2.8. OPGD Model and Identification of Dominant Factors

The GD is a statistical technique used to measure the collinearity among multiple independent factors about a dependent variable within a specific region. It helps identify geographically stratified heterogeneity and the driving forces behind distinct natural geographies. [88] This approach necessitates the discretization of continuous variables, with the q statistic [89] employed to assess the effects of this discretization. Historically, settings were manually configured, which could introduce bias. To address this, we utilize five discretization methods: quantile breakpoints, natural breakpoints, standard deviation breakpoints, and equal interval breakpoints. Using the R environment (R version 4.2.3), we calculate the q value for each continuous factor. To determine the optimal variable explanatory power, we examine interval numbers ranging from 3 to 20 classes [90,91]. We then select the combination of parameters (number of intervals and classification technique) that yields the highest q value for spatial discretization. The OPGD model aims to enhance accuracy and stability in detection results by optimizing model parameters through an algorithm. Using the optimized parameters from the GDM factor detection, we identify the forces influencing the distribution characteristics of the ecological system balance pattern in the YRB. The following is the equation for this process:

$$q=1-{\displaystyle \frac{SSW}{SST}}=1-{\displaystyle \frac{{\displaystyle {\sum }_{h=1}^L{N}_h{\sigma }_h^2}}{N{\sigma }^2}}$$

(17)

where q represents the explanatory power value of the independent variable for WESs supply–demand changes, SSW and SST are the variances of the sub-area for the specific factor and the total variance of all areas, respectively, h denotes the number of categories, N_h and N represent the number of evaluation units in layer h and the entire study area, respectively, and σ_h² and σ² indicate the variances of the layer and the entire study area, respectively. The q value usually ranges between −1 and 1; the larger the q value, the more significant the spatial heterogeneity of the WESs balance [92].

As shown in

Table 2. An evaluation metric for the supply–demand drivers in WESs.

Types	Sub-Types	Driving Factors	Code
Ecological factors	Terrain	Average elevation (m)	DEM
		Terrain slope	Slope
	Meteorological	Annual average precipitation (mm)	PRE
		Annual average temperature (mm)	TEM
	Vegetation	Normalized differential vegetation index	NDVI
Social factors	Population	Population density (person/km2)	POP
	Economy	Economic density (104 yuan/km2)	GDP
	Land use and land cover type	Forest land proportion (%)	FLP
		Construction land proportion (%)	COP
		Water bodies proportion (%)	WBP

, terrain, climate, vegetation, population, economics, and LULC types significantly influence the relationship between changes in ecosystem supply–demand and their spatial patterns [93,94]. Altitude and slope, as key topographical features, affect the capacity of WESs to modify supply–demand, as well as the geographical distribution of human activities [95]. Meteorological factors, such as precipitation and temperature, can alter biophysical processes and ecological systems [96]. Research shows that areas with substantial discrepancies in the NDVI provide diverse regulatory functions [97,98]. GDP and population are critical indicators of socioeconomic development [99], while LULC changes directly impact variations in WESs supply–demand [100]. Considering the natural and socioeconomic context of the YRBs, we identified 11 driving factors based on two principles: (1) data accessibility; (2) non-collinearity of variables.

* * *

[PROBLEM DETAILS]
In the OPGD model section, what range of interval numbers is examined to find the optimal variable explanatory power? Answer using only the OPGD model section.

Records from a dataset
* * *

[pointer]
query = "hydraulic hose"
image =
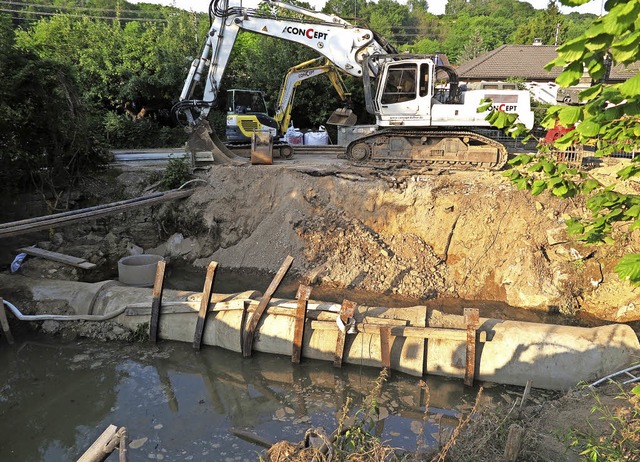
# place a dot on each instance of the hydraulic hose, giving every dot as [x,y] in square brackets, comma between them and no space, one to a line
[62,317]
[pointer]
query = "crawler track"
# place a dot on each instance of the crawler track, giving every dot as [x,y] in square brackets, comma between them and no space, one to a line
[454,149]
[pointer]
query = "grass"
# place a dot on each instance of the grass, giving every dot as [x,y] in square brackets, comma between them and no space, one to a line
[621,443]
[355,440]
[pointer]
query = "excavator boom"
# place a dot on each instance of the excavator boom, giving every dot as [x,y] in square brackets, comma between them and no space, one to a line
[422,114]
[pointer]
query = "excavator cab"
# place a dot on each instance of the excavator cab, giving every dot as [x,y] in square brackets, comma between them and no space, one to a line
[247,114]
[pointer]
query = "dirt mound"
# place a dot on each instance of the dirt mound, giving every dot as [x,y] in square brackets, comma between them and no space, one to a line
[464,234]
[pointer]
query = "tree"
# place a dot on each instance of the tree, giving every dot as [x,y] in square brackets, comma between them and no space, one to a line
[473,48]
[548,25]
[46,132]
[455,6]
[609,118]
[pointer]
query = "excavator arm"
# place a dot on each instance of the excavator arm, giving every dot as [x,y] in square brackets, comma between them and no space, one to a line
[343,44]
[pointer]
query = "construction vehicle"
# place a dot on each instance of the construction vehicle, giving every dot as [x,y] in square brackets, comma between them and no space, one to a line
[247,111]
[421,113]
[247,114]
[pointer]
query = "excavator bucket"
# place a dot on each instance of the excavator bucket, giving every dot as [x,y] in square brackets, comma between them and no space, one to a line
[203,138]
[343,117]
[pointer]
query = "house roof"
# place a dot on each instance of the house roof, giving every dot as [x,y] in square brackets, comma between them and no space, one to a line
[621,72]
[515,61]
[526,62]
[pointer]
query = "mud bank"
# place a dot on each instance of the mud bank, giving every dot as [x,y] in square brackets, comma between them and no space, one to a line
[430,234]
[468,235]
[510,352]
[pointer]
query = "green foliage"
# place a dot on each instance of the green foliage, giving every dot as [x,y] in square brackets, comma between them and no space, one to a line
[177,172]
[608,119]
[621,441]
[46,131]
[548,25]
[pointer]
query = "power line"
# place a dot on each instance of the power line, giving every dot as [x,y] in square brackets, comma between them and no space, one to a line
[42,13]
[77,8]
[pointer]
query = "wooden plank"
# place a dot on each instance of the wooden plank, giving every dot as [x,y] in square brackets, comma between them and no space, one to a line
[5,323]
[472,321]
[67,218]
[158,286]
[96,452]
[59,257]
[403,331]
[204,304]
[385,347]
[184,307]
[122,445]
[252,323]
[303,294]
[514,443]
[347,310]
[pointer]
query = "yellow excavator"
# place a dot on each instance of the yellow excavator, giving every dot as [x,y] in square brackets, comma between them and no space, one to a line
[247,112]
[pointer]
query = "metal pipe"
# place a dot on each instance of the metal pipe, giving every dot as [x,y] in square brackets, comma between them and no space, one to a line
[62,317]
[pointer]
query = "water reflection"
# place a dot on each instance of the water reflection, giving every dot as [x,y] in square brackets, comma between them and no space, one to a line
[178,404]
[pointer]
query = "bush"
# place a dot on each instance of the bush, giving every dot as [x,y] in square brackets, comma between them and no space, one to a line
[177,173]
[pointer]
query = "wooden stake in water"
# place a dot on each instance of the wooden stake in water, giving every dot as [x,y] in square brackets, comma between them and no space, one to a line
[303,295]
[252,323]
[204,304]
[472,321]
[158,285]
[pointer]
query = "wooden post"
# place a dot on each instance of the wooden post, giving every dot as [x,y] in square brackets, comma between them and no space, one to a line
[347,310]
[96,452]
[156,304]
[304,292]
[385,347]
[472,321]
[122,447]
[5,323]
[513,444]
[252,323]
[204,304]
[525,393]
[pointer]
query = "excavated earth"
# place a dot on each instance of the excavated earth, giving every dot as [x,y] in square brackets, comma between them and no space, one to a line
[422,234]
[430,235]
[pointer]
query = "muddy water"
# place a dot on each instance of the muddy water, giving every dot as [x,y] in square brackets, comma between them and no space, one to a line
[178,404]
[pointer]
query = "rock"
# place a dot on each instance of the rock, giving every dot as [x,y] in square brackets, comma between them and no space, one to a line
[557,235]
[133,249]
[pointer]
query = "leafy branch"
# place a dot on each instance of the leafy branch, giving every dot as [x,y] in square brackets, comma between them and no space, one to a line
[608,119]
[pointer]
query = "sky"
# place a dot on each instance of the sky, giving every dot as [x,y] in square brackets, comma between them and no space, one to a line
[435,6]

* * *

[SOLUTION TO THIS TASK]
From 3 to 20 classes.